- Problem requirements
Change "handrail" to "banister" in the stretch from the line containing "point: yellow wheel" through the line containing "x=241 y=148", and return only those lines with nothing else altered and the pictures left out.

- Dataset extract

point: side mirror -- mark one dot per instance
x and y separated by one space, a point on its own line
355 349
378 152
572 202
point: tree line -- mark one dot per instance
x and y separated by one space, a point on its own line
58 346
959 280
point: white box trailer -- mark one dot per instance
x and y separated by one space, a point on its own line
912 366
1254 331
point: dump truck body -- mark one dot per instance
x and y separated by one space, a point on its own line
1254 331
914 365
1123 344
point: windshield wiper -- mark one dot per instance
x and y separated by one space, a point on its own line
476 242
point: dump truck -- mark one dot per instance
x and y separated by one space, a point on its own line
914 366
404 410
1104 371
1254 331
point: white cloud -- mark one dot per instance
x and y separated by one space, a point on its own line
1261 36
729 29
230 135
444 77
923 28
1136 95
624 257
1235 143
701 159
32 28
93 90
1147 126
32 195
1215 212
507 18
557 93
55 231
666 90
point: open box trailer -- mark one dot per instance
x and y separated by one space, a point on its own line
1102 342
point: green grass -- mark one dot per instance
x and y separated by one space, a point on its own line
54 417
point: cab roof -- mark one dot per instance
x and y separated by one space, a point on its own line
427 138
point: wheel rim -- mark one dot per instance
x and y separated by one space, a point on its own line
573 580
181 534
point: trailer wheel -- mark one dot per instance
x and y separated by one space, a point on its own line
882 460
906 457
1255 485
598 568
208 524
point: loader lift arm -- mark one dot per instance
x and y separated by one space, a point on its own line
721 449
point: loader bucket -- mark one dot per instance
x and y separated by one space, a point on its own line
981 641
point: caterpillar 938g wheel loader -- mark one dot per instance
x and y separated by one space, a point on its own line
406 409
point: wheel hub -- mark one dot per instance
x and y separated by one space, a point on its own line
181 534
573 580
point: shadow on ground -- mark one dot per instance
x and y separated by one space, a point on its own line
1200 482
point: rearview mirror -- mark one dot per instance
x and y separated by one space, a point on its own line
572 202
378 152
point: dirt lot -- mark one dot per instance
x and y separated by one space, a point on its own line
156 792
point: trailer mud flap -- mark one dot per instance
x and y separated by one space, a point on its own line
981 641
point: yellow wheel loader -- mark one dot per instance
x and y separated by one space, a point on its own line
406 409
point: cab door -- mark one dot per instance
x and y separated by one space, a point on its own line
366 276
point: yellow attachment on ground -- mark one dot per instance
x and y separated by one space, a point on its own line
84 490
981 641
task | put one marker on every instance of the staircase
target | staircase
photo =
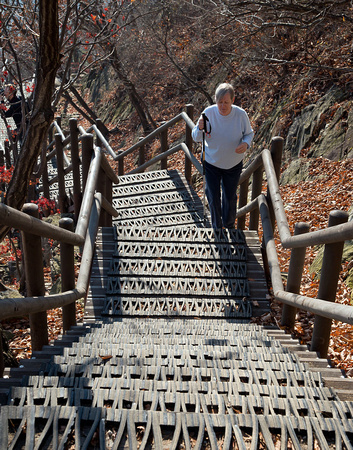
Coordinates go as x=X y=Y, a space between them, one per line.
x=168 y=356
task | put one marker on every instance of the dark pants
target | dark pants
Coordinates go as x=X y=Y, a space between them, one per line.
x=223 y=209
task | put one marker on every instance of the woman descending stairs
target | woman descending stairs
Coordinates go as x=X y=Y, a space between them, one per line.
x=168 y=357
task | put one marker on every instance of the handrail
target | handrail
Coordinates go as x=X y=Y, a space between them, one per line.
x=169 y=152
x=270 y=208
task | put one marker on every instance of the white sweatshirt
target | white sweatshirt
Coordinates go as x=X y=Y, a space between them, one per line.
x=227 y=132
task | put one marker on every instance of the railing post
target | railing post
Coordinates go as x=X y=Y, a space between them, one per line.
x=102 y=188
x=276 y=153
x=121 y=169
x=188 y=142
x=75 y=160
x=142 y=158
x=45 y=176
x=87 y=152
x=100 y=127
x=295 y=272
x=7 y=154
x=164 y=148
x=67 y=265
x=33 y=262
x=255 y=192
x=61 y=175
x=2 y=363
x=330 y=270
x=243 y=199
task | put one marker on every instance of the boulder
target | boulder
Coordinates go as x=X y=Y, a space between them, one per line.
x=323 y=127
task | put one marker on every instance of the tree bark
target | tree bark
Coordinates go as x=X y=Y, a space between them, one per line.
x=136 y=100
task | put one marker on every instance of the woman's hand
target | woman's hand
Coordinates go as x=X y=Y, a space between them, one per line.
x=241 y=148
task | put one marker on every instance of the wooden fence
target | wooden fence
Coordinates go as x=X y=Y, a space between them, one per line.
x=91 y=194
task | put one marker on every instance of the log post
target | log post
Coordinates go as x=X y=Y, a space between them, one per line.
x=243 y=199
x=75 y=160
x=164 y=148
x=33 y=262
x=295 y=272
x=255 y=192
x=276 y=153
x=87 y=152
x=61 y=175
x=142 y=157
x=188 y=142
x=330 y=270
x=67 y=264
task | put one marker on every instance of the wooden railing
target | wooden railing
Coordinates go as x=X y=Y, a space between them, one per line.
x=92 y=179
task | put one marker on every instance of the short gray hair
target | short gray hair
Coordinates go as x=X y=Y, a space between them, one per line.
x=223 y=89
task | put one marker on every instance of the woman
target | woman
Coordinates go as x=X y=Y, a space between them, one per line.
x=229 y=138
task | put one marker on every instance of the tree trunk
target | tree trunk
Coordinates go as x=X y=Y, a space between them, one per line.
x=42 y=113
x=147 y=123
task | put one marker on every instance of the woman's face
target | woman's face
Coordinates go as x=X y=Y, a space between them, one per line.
x=225 y=104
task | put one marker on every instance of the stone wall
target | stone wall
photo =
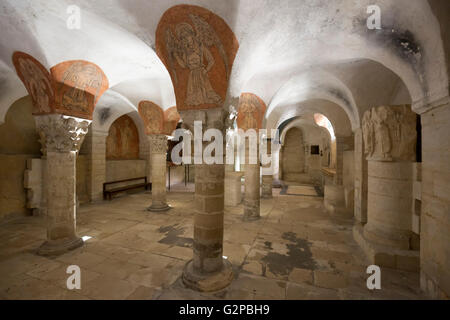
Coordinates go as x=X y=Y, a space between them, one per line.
x=12 y=191
x=18 y=142
x=435 y=213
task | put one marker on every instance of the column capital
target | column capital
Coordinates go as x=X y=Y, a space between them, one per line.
x=61 y=133
x=158 y=143
x=389 y=133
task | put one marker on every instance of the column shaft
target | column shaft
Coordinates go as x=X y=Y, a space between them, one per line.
x=61 y=137
x=252 y=188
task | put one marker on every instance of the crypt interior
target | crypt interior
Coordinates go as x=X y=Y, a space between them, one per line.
x=355 y=119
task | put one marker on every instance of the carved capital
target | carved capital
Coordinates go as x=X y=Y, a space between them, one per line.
x=389 y=133
x=61 y=133
x=158 y=143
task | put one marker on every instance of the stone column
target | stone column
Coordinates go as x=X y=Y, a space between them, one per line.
x=390 y=141
x=334 y=194
x=61 y=137
x=158 y=150
x=251 y=186
x=208 y=270
x=360 y=179
x=96 y=144
x=267 y=173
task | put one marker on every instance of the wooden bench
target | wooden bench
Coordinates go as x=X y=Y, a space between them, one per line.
x=108 y=193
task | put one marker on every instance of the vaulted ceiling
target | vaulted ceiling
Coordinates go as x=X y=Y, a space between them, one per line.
x=297 y=56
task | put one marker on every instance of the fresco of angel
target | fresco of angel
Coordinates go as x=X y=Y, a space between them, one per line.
x=38 y=84
x=190 y=49
x=83 y=77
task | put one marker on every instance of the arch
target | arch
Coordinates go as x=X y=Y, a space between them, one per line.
x=122 y=142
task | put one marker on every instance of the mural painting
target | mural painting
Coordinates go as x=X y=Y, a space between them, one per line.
x=78 y=85
x=250 y=112
x=198 y=49
x=71 y=87
x=37 y=81
x=122 y=142
x=153 y=117
x=171 y=119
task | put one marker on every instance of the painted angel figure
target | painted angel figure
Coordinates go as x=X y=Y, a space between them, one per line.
x=190 y=50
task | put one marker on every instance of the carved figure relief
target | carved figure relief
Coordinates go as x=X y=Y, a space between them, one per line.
x=37 y=81
x=198 y=57
x=153 y=117
x=251 y=112
x=79 y=85
x=122 y=142
x=389 y=133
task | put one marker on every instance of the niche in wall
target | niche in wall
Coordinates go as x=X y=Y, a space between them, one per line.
x=315 y=149
x=122 y=142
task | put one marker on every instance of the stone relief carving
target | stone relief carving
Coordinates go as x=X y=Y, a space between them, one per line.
x=36 y=80
x=60 y=133
x=389 y=133
x=158 y=143
x=189 y=49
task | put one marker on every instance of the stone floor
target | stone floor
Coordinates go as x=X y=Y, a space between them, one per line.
x=295 y=251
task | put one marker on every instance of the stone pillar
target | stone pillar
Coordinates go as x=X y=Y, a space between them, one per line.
x=252 y=184
x=96 y=144
x=390 y=137
x=208 y=270
x=233 y=194
x=435 y=209
x=334 y=194
x=267 y=173
x=61 y=137
x=342 y=144
x=158 y=150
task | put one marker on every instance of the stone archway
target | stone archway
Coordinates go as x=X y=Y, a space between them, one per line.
x=293 y=156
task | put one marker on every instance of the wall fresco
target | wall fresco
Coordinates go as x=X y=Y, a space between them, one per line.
x=198 y=49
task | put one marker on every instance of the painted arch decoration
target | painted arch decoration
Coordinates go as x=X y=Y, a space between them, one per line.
x=37 y=81
x=171 y=119
x=71 y=88
x=78 y=86
x=198 y=49
x=251 y=111
x=153 y=117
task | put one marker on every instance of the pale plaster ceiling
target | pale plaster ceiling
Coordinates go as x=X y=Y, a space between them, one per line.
x=290 y=52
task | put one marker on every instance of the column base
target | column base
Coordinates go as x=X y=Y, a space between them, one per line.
x=207 y=282
x=382 y=256
x=58 y=247
x=159 y=208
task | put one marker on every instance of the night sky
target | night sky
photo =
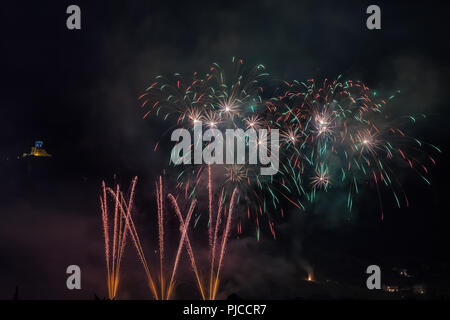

- Answer below
point: yellow wheel loader -- mark one dot per instance
x and y separated by one space, a point on its own line
406 409
point: cab door -- mark one dot per instance
x and y separated by one space, a point on its own line
366 276
point: yellow attachment on ground -- mark one dot per instance
x and y separated by one space, a point on its own line
84 490
981 641
task | put one marker on every instance of the staircase
target | staircase
photo =
Coordinates go as x=X y=Y, a space between them, one per line.
x=168 y=356
task | put one marker on every instance of the dark pants
target | dark pants
Coordinates go as x=X y=Y, a space between them, one per line.
x=223 y=209
task | put one marker on every instance of the woman descending stairs
target | woman descending stairs
Coordinates go as x=X y=Y, a space between them, one per line.
x=168 y=357
task | put one marker on every instance of the banister
target | banister
Coordinates go as x=X y=Y, a space between them, one per line.
x=169 y=152
x=270 y=208
task | put one marker on every instance of the white sweatshirt
target | white sweatshirt
Coordinates go as x=X y=Y, a space between them, one per line.
x=227 y=132
task | put one marker on every instance of the railing post
target | railing post
Coordinates go as x=X y=Y, a space between them, one per line.
x=102 y=188
x=276 y=153
x=121 y=169
x=188 y=142
x=75 y=160
x=142 y=158
x=45 y=176
x=87 y=152
x=100 y=127
x=295 y=272
x=7 y=154
x=164 y=148
x=67 y=265
x=33 y=262
x=255 y=192
x=61 y=175
x=2 y=363
x=330 y=270
x=243 y=199
task | put one marker on every instance of the boulder
target | boulder
Coordinates go as x=X y=Y, a space between them, one per line.
x=323 y=127
task | put one marker on every instance of the tree bark
target | tree bark
Coordinates go as x=X y=Y, a space between them, one per line.
x=136 y=100
task | put one marker on every instance of the woman's hand
target | woman's hand
Coordinates go as x=X y=Y, a space between them, one per line.
x=241 y=148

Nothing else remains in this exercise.